:: Bloc de texte ::
..........
Delwara est un bourg niché au coeur des monts Aravallis, à une trentaine de kilomètres à peine d’Udaipur, la romantique cité des lacs du Rajasthan. Si Delwara est étonnamment peu connu, il fut jadis un centre spirituel majeur et un lieu d’apprentissage réputé pour les futurs souverains du Mewar ; ses milliers de temples hindous et ses centaines de derasar jaïns lui valurent le nom de « cité des dieux ».
Même si Delwara a bien changé au cours de cette dernière décennie, il a tout de même su garder cette atmosphère villageoise qui fait tout son charme. Ruelles colorées, habitants souriants, havelis rajpoutes, anciens temples et chameliers de passage réunissent tous les critères d’une visite enrichissante.
Comme à chaque fois que je m’y rends, je rencontre Himmat, guide sympathique de l’association Sadhna. Initialement créée par Seva Mandir, une ONG de premier plan à Udaipur, Sadhna, œuvre pour l’amélioration des conditions de vie des villageois et favorise l’émancipation des femmes du district d’Udaipur en les formant à l’art de la couture et de la broderie. Le patchwork, l’appliqué et le tanka sont devenus les bases d’un solide collectif de femmes artisanes. Cette association a notamment pour client FABINDIA, une marque de textiles réputée en Inde.
..........
:: Données sources ::
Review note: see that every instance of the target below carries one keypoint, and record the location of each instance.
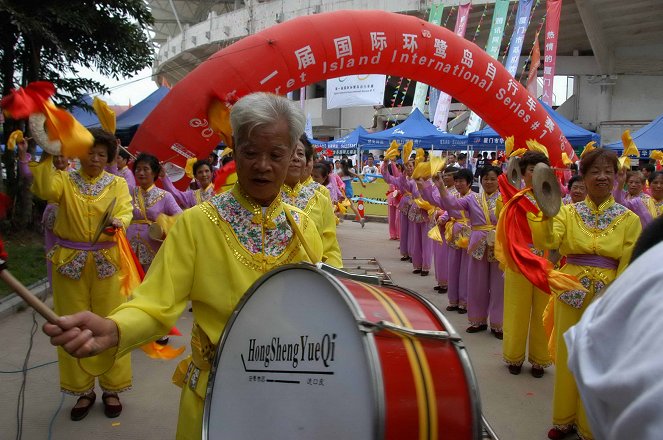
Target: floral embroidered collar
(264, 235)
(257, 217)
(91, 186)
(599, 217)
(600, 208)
..........
:: Objectif 1 ::
Reproduisez mot pour mot l'ensemble des enregistrements ci-dessus, en omettant les images.
:: Objectif 2 ::
Donnez la suite du texte sur Delwara, après sa dernière phrase.

:: Résultat attendu 1 ::
Review note: see that every instance of the target below carries one keypoint, and record the location of each instance.
Target: floral embroidered collar
(264, 235)
(257, 217)
(91, 186)
(599, 217)
(600, 208)

:: Résultat attendu 2 ::
La balade patrimoniale de Delwara commence par les ateliers de couture de SADHNA et son magasin, puis nous longeons le lac de Palera, principale source d’eau de la ville. Il a été construit vers 1875 EC par la reine Sajjan Kumari à la mémoire de son défunt mari, le prince Jhala Mansinghji, décédé très jeune. Le nom Palera Talab vient du sanskrit « palankarta » qui signifie « protecteur ».
Après quelques mètres, nous entrons à proprement parler dans le village. Là, nous faisons un premier arrêt au Trimukhi Baori, un ancien puits à degrés à trois entrées construit par les brahmanes Shrimali pour les besoins de leurs rituels.
Non loin, nous tombons sur le temple ancien Vaikunthnathji dedié à Vishnou. Une construction récente collée à l’un des murs du temple altère malheureusement la beauté du site.
Nous continuons notre marche dans ce village paisible où les habitants viennent facilement à ma rencontre. L’un d’entre eux, un artisan-bijoutier, m’invite chez lui pour me montrer ses bijoux anciens en argent. Je n’achèterais rien cette fois-ci, mais je garde l’adresse précieusement.
Il me fait ensuite une démonstration de création d’amulettes. Ses moules anciens représentant diverses déités hindoues et autres symboles de bon augure valent à eux seuls le coup d’œil.
La visite suivante nous mène à un des deux principaux temples jaïns de la ville, celui de Bhagwan Parshwanath, dédié au 23e tirthankara. Sa caractéristique unique est une chambre située à environ 5 mètres sous terre, qui abrite treize idoles.
On pense que les temples jaïns de Delwara ont été construits sous le règne de l’empereur Samprati, petit-fils du grand empereur Ashok. Samprati régna sur toute la partie occidentale et méridionale de l’Inde (empire Maurya) depuis Ujjain dans l’actuel Madhya Pradesh. Il fut à l’origine de nombreux derasars jaïns dans cette partie de l’Inde.
Ce temple jaïn a été détruit à maintes reprises et sa reconstruction à grands frais a commencé en juillet 2007, les travaux sont toujours en cours ; le travail du marbre des derasars jaïns est minutieux, chaque sculpture taillée à la main est unique.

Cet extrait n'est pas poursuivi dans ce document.